**Goal**
Lay out the material from its first line through the line holding "114 328 L 114", inclusive, as a Markdown table with the columns n and Line. Give each line its row number and leave out blank lines.

(Recorded data)

***

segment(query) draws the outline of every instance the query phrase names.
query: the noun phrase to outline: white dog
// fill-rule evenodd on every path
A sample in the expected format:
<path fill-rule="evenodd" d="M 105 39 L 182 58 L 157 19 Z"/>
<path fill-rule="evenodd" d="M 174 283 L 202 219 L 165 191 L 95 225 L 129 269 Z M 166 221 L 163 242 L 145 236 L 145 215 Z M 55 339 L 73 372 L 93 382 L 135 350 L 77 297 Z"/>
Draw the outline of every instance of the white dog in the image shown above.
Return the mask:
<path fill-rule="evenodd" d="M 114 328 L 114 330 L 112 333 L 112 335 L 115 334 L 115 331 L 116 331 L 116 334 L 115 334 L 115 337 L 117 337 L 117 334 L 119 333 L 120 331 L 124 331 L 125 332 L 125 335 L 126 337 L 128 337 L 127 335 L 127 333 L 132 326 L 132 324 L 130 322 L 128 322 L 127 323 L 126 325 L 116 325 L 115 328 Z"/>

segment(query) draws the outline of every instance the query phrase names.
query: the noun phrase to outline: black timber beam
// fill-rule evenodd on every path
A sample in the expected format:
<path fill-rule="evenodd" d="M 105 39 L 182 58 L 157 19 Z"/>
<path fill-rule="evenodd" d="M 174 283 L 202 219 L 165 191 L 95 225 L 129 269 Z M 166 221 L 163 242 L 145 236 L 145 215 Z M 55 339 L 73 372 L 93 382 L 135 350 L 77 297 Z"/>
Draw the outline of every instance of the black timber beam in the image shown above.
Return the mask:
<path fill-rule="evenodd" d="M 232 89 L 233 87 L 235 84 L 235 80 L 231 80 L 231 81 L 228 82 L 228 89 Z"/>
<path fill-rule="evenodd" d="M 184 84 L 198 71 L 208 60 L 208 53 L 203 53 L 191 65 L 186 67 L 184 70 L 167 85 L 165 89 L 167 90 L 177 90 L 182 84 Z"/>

***

**Finished answer**
| n | Line |
|---|---|
| 1 | segment(query) draws the outline of every instance the query phrase names. |
| 2 | query: the noun phrase to outline: white dog |
| 3 | // fill-rule evenodd on every path |
| 4 | A sample in the expected format: |
| 5 | <path fill-rule="evenodd" d="M 105 39 L 182 58 L 157 19 Z"/> |
| 6 | <path fill-rule="evenodd" d="M 174 283 L 202 219 L 165 191 L 95 225 L 129 269 Z M 166 221 L 163 242 L 145 236 L 145 215 Z M 55 339 L 73 372 L 93 382 L 135 350 L 77 297 Z"/> |
| 7 | Draw the outline of every instance of the white dog in the image shown above. |
| 8 | Return the mask: |
| 9 | <path fill-rule="evenodd" d="M 114 328 L 114 330 L 112 333 L 112 335 L 115 334 L 115 331 L 116 331 L 116 334 L 115 334 L 115 337 L 117 337 L 117 334 L 119 333 L 120 331 L 124 331 L 125 332 L 125 335 L 126 337 L 128 337 L 127 335 L 127 333 L 132 326 L 132 324 L 130 322 L 128 322 L 127 323 L 126 325 L 116 325 L 115 328 Z"/> |